Repeat the entire listing exactly as written.

=-=-=-=-=

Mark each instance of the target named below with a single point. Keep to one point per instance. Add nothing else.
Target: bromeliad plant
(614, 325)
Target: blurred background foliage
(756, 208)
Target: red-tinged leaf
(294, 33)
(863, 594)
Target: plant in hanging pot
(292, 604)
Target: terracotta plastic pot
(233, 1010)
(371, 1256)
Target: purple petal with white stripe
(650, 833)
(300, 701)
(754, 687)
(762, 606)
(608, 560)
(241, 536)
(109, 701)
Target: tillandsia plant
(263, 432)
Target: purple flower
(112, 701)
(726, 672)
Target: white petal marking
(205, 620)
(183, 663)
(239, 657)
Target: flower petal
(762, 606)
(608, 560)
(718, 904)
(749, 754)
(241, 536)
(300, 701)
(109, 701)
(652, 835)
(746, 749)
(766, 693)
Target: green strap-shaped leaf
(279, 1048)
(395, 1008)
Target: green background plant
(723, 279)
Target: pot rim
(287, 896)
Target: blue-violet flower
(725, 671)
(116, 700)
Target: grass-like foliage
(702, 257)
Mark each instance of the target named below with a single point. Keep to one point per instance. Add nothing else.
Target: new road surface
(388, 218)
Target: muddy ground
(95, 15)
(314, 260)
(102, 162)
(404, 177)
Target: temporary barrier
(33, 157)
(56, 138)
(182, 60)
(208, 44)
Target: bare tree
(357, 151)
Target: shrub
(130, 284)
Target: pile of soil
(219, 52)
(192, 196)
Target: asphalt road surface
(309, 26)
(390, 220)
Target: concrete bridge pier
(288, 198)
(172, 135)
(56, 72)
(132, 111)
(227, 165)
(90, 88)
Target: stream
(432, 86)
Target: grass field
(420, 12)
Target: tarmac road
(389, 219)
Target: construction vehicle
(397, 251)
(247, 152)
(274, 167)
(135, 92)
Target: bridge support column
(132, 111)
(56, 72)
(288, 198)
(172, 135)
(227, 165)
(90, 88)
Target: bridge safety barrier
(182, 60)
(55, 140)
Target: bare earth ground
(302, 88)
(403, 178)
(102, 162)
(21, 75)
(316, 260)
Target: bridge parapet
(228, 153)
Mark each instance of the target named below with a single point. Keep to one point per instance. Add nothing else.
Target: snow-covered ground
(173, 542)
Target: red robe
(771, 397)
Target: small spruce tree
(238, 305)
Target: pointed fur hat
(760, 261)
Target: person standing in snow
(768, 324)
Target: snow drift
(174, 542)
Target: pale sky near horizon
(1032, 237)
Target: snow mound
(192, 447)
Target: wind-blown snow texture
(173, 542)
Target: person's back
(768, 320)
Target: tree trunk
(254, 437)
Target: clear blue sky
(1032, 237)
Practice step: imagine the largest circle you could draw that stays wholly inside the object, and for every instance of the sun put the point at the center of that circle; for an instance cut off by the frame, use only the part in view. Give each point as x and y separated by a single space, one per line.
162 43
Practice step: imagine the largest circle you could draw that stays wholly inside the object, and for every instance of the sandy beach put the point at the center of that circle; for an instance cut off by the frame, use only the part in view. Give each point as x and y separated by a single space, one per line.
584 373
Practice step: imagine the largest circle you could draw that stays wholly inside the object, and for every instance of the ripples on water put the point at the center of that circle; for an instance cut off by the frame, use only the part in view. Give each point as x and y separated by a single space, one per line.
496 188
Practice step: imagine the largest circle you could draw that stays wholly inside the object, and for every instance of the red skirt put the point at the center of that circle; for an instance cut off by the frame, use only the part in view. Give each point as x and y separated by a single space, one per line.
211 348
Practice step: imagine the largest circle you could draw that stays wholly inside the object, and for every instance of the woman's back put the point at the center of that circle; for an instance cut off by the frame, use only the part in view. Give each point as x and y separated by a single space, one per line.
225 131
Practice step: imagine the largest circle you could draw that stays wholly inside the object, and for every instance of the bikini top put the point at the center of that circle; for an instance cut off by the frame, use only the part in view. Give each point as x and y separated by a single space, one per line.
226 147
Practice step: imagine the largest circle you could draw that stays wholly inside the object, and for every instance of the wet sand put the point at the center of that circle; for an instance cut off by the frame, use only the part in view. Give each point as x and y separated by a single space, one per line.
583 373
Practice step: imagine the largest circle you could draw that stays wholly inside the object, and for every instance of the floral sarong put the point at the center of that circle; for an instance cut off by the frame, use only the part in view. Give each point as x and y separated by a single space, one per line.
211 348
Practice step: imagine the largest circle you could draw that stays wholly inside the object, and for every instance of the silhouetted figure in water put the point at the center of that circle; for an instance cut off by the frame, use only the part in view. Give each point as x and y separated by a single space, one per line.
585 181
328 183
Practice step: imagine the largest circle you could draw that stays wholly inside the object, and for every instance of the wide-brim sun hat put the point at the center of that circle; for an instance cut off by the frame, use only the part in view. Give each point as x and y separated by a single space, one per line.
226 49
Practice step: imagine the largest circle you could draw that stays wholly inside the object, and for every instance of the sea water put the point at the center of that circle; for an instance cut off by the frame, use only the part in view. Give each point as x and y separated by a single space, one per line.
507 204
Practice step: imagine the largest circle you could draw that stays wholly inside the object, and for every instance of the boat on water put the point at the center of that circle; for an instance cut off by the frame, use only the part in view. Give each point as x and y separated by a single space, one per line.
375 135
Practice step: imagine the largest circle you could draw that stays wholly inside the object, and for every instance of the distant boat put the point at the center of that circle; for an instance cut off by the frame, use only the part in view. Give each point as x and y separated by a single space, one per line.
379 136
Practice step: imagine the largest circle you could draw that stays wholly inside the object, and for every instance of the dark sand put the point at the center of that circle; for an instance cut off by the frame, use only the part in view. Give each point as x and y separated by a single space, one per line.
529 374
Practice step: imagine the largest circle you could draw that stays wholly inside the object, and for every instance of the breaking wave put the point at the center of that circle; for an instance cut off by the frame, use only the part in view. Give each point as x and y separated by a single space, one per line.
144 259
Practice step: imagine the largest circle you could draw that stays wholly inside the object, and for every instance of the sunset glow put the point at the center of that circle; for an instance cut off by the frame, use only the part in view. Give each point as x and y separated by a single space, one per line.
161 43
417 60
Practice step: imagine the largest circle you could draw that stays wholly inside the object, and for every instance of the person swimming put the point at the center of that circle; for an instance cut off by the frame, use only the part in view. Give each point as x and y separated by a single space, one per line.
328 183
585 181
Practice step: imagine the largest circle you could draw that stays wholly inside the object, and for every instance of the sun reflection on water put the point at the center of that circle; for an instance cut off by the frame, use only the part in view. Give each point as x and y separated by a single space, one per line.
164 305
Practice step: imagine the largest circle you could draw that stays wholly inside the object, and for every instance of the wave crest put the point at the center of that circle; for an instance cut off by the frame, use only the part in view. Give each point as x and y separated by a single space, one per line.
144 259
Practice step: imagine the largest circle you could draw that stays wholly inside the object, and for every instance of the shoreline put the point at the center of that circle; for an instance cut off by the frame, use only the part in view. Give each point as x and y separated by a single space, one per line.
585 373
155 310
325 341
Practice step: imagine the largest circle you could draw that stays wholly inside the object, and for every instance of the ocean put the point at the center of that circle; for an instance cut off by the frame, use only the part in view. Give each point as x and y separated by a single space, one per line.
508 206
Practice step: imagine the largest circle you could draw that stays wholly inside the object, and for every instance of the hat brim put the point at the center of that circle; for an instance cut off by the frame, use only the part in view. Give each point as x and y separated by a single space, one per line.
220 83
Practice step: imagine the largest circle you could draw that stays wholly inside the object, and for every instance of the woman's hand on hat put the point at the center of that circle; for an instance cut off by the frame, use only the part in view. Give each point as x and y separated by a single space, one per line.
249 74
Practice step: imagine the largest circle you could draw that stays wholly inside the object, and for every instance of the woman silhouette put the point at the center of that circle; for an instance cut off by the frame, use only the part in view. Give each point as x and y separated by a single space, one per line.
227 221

=-=-=-=-=

◆ **Final answer**:
Mark each instance of the target named below with a single point. Keep to one point per instance. Add nothing else.
Target: bromeliad plant
(614, 325)
Target: blurred background foliage
(756, 208)
Target: red-tinged leaf
(294, 33)
(863, 594)
Target: plant in hanging pot
(292, 604)
Target: terracotta plastic pot
(233, 1010)
(371, 1256)
Target: purple petal with white stripe
(650, 833)
(300, 701)
(754, 687)
(762, 606)
(608, 560)
(241, 536)
(109, 701)
Target: tillandsia plant
(263, 432)
Target: purple flower
(112, 701)
(726, 672)
Target: white petal marking
(205, 620)
(183, 663)
(239, 657)
Target: flower petal
(762, 606)
(608, 560)
(718, 904)
(749, 754)
(241, 536)
(300, 701)
(109, 701)
(652, 835)
(746, 749)
(766, 693)
Target: green strap-shaped leaf
(279, 1048)
(395, 1008)
Target: green background plant
(723, 279)
Target: pot rim
(287, 896)
Target: blue-violet flower
(725, 671)
(116, 700)
Target: grass-like foliage
(702, 257)
Mark each instance of the target named below with a single point. Keep to one point per instance. Add nothing else.
Target: new road surface
(388, 218)
Target: muddy ground
(95, 15)
(314, 260)
(102, 162)
(404, 177)
Target: temporary barrier
(33, 157)
(56, 138)
(182, 60)
(208, 44)
Target: bare tree
(357, 151)
Target: shrub
(130, 284)
Target: pile of soil
(219, 52)
(192, 196)
Target: asphalt road surface
(309, 26)
(390, 220)
Target: concrete bridge pier
(288, 198)
(172, 135)
(56, 72)
(132, 111)
(227, 165)
(90, 88)
Target: stream
(432, 86)
Target: grass field
(420, 12)
Target: tarmac road
(389, 219)
Target: construction vehicle
(397, 251)
(247, 152)
(274, 167)
(135, 92)
Target: bridge support column
(132, 111)
(56, 72)
(288, 198)
(172, 135)
(227, 165)
(90, 88)
Target: bridge safety barrier
(182, 60)
(55, 140)
Target: bare earth ground
(302, 88)
(403, 178)
(102, 162)
(21, 75)
(316, 260)
Target: bridge parapet
(228, 153)
Mark each instance of the target named below with a single point. Keep to one point per instance. Add nothing else.
Target: snow-covered ground
(173, 542)
Target: red robe
(771, 397)
Target: small spruce tree
(238, 305)
Target: pointed fur hat
(760, 261)
Target: person standing in snow
(768, 324)
Target: snow drift
(174, 542)
Target: pale sky near horizon
(1032, 237)
Target: snow mound
(192, 447)
Target: wind-blown snow texture
(173, 542)
Target: person's back
(768, 320)
Target: tree trunk
(254, 437)
Target: clear blue sky
(1032, 237)
Practice step: imagine the largest circle you could draw that stays wholly inside the object, and for every instance of the sun put the point at the center of that circle; for an instance cut off by the frame, use only the part in view. Give each point as x and y separated by a single space, one per line.
162 43
Practice step: imagine the largest circle you could draw that stays wholly inside the object, and for every instance of the sandy beach put the point at the center of that circle; for an instance cut off by the frame, use only the part in view. Give each point as x and y separated by a single space, one per line.
584 373
Practice step: imagine the largest circle you could draw that stays wholly inside the object, and for every instance of the ripples on water put the point at the center of that circle; for an instance cut off by the frame, use only the part in view. Give each point as x and y separated by a single space, one per line.
496 188
Practice step: imagine the largest circle you could draw that stays wholly inside the object, and for every instance of the red skirt put the point at the center of that circle; for an instance cut off by the frame, use only the part in view. Give each point as x and y separated by a single space, one per line.
211 348
Practice step: imagine the largest circle you could draw that stays wholly inside the object, and for every instance of the woman's back put the point at the center of that circle; for an instance cut off by the frame, use only the part in view. Give each point as x and y separated by a single space, one per line.
225 131
Practice step: imagine the largest circle you could draw that stays wholly inside the object, and for every instance of the bikini top put the point at the center of that circle; for an instance cut off by the frame, use only the part in view. Give each point as x and y separated by a single space, one per line.
226 147
Practice step: imagine the largest circle you could draw that stays wholly inside the object, and for every instance of the wet sand put the point at the center of that circle; for an instance cut off by the frame, use only the part in view. Give each point as x and y separated by a single space, one per line.
583 373
Practice step: imagine the largest circle you could draw that stays wholly inside the object, and for every instance of the floral sarong put the point at the center of that circle; for an instance cut off by the frame, use only the part in view. Give each point as x and y separated by a single space, one per line.
211 348
Practice step: imagine the largest circle you could draw that stays wholly inside the object, and for every instance of the silhouetted figure in water put the point at the center of that circle; for an instance cut off by the frame, use only the part in view. Give each point as x and y separated by a single space, one per line.
585 181
328 183
Practice step: imagine the largest circle you could draw that stays wholly inside the object, and for every instance of the wide-brim sun hat put the point at the center of that circle; for an instance cut off by the frame, use only the part in view. Give each point as x and y separated by a single space, one per line.
226 49
Practice step: imagine the largest circle you could draw that stays wholly inside the object, and for every instance of the sea water put the point at the center of that circle; for an instance cut off by the frame, use only the part in view. Give each point as x and y separated by a single space, one per line.
507 204
Practice step: imagine the largest circle you could draw that stays wholly inside the object, and for every instance of the boat on water put the point at the center of that circle; for an instance cut off by the frame, use only the part in view. Give each point as x and y separated by a single space, one per line.
375 135
Practice step: imagine the largest circle you could draw that stays wholly inside the object, and for every instance of the distant boat put the point at the center of that circle; for an instance cut off by the frame, use only the part in view. Give each point as x and y separated by a single space, one per line.
379 136
Practice step: imagine the largest circle you could draw that stays wholly inside the object, and for every instance of the dark sand put the point at the center of that circle; for an instance cut off by the frame, use only the part in view. Give each point as x and y separated by a single space, one per line.
529 374
Practice step: imagine the largest circle you could draw that stays wholly inside the object, and for every instance of the breaking wave put the point at the center of that circle; for an instance cut off by the frame, use only the part in view. Give each point as x and y separated by a single space, one per line.
144 259
Practice step: imagine the largest circle you could draw that stays wholly inside the object, and for every instance of the sunset glow put the point at the center of that circle; for an instance cut off by the frame, use only the part in view. Give each point as x and y separated by a single space, one per line.
161 43
417 60
Practice step: imagine the largest circle you could draw that stays wholly inside the object, and for every instance of the person swimming put the point at the center of that circle; for an instance cut off by the frame, use only the part in view. Give each point as x and y separated by a single space, one per line.
328 183
585 181
Practice step: imagine the largest circle you could draw that stays wholly inside the object, and for every instance of the sun reflection on water put the point at the center of that circle; for an instance cut off by the frame, use only the part in view. Give each point as x and y separated by a single space, one per line.
164 305
Practice step: imagine the largest circle you could draw that stays wholly inside the object, and for every instance of the wave crest put the point at the center of that circle; for an instance cut off by the frame, use only the part in view. Give each point as x and y separated by a single space, one per line.
144 259
Practice step: imagine the largest circle you could draw that stays wholly inside the object, and for every instance of the shoreline put the point at the center of that circle; for an instance cut off by the frame, use only the part in view. Give each point as x and y separated by a single space, one per line.
585 373
155 310
325 341
Practice step: imagine the largest circle you could draw that stays wholly inside the object, and for every instance of the ocean put the point at the center of that circle; for an instance cut off by the frame, use only the part in view. Give each point as x and y separated by a single space, one per line.
508 206
Practice step: imagine the largest circle you could draw that stays wholly inside the object, and for every instance of the hat brim put the point at the center of that circle; for an instance cut off by the frame, use only the part in view. Give each point as x and y separated by a single space, one per line.
220 83
Practice step: imagine the largest circle you could draw that stays wholly inside the object, and for every instance of the woman's hand on hat put the point at the center of that circle; for an instance cut off by the frame, use only the part in view. Give each point as x and y separated by a single space, one per line.
249 74
Practice step: imagine the largest circle you could draw that stays wholly inside the object, and for every instance of the woman silhouette put the point at the center of that circle; for an instance cut off by the frame, use only the part in view. Give each point as x and y separated by a single space, one per line.
227 221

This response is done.